## List of tasks
**1)** Copy the agriculture passage below word for word, from "Globally, climate finance" up to and including "over capital gain.".
**2)** Decide whether each statement agrees with the agriculture passage below, answering yes or no and quoting the deciding words: (a) The UNFCCC has reported that developing countries will need over $2.4 trillion a year by 2030 to meet climate goals. (b) Traditional funding mechanisms are overly focused on early-stage ventures. (c) Zespri's climate-resilient cultivars are designed to tolerate colder winters.

Second, climate resilience in agriculture doesn’t just come from within. It comes from outside-the-box partnerships, from adapting biotech designed for healthcare or aerospace to solve challenges in food systems. This sort of transdisciplinary thinking is exactly what we need.
Globally, climate finance remains woefully inadequate. The UNFCCC has reported that developing countries alone will need over $2.4 trillion annually by 2030 to meet climate goals. Yet traditional funding mechanisms remain risk-averse, linear, and overly focused on late-stage ventures.
This is where models like Zag have an outsized role to play. They de-risk early-stage ideas through validation, data, and field testing, making them more attractive to mainstream funders later on. They create a space for ideas that don’t fit neat categories or business models but may be crucial to adaptation and decarbonisation. And most importantly, they centre climate impact over capital gain.
In a sector like agriculture, where 95% of food comes from the soil and yet soil is being degraded faster than it’s being restored, every bit of support for regenerative practices, electrification, and nature-based carbon sinks counts. Zespri’s exploration of climate-resilient cultivars, designed to tolerate warmer winters and shifting chill requirements, is another sign of this forward-facing urgency.
The idea isn’t just to futureproof the supply chain. It’s to futureproof food itself.
If Zag succeeds, the ripple effects could be enormous. Its model is inherently scalable, transferable, and open by design. The technologies Zespri helps test today could shape emissions tracking, soil health, cold chain efficiency, and varietal development for the entire fruit industry, and beyond.
And perhaps most importantly, it’s a reminder that companies don’t need to wait for regulation to act. Voluntary leadership, paired with smart innovation strategies, can move the needle far faster than we think. As Bryan noted, being a biological product that thrives on carbon dioxide gives kiwifruit production a unique opportunity to become carbon positive by 2030, if the right levers are pulled.

## Supplied material

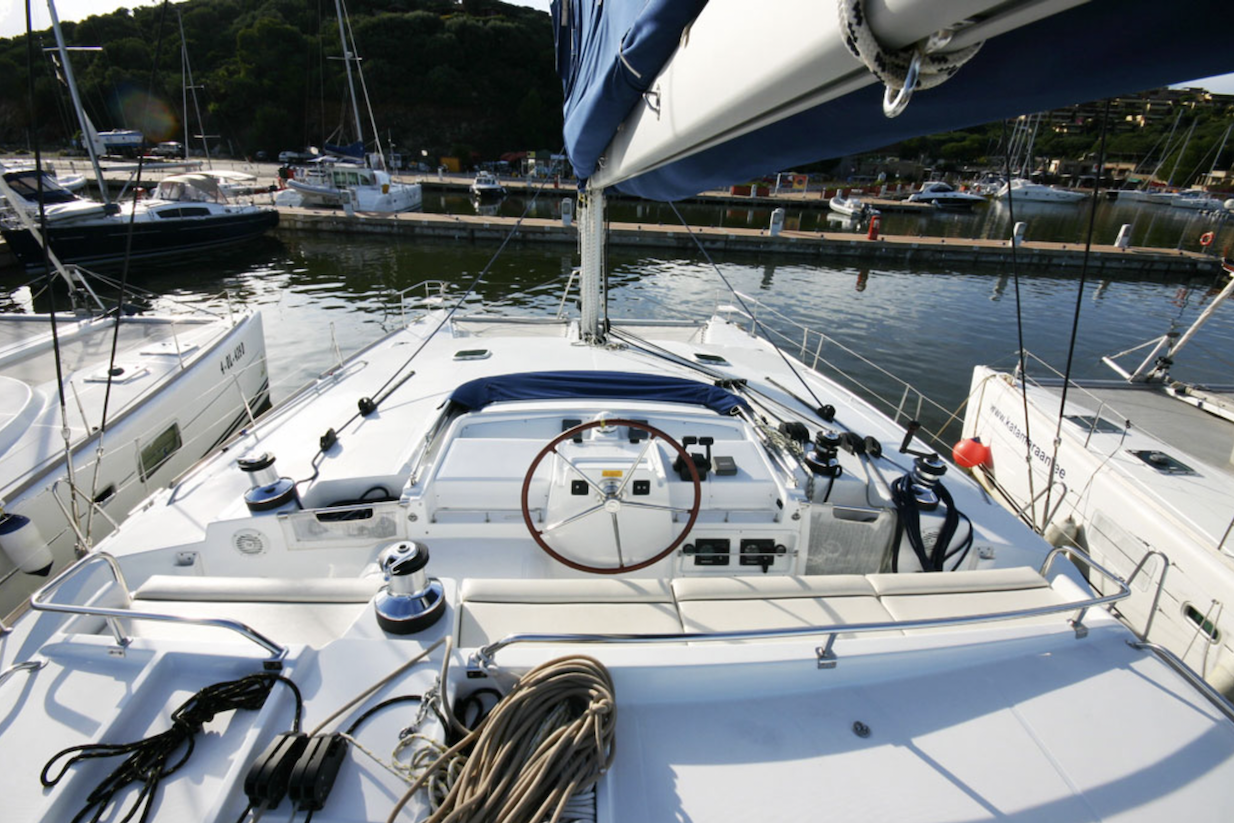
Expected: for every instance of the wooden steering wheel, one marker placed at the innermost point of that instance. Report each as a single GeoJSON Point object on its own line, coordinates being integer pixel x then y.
{"type": "Point", "coordinates": [612, 497]}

## Written answers
**1)**
Globally, climate finance remains woefully inadequate. The UNFCCC has reported that developing countries alone will need over $2.4 trillion annually by 2030 to meet climate goals. Yet traditional funding mechanisms remain risk-averse, linear, and overly focused on late-stage ventures.
This is where models like Zag have an outsized role to play. They de-risk early-stage ideas through validation, data, and field testing, making them more attractive to mainstream funders later on. They create a space for ideas that don’t fit neat categories or business models but may be crucial to adaptation and decarbonisation. And most importantly, they centre climate impact over capital gain.

**2)**
(a) Yes: "The UNFCCC has reported that developing countries alone will need over $2.4 trillion annually by 2030 to meet climate goals."
(b) No: "overly focused on late-stage ventures."
(c) No: "designed to tolerate warmer winters and shifting chill requirements"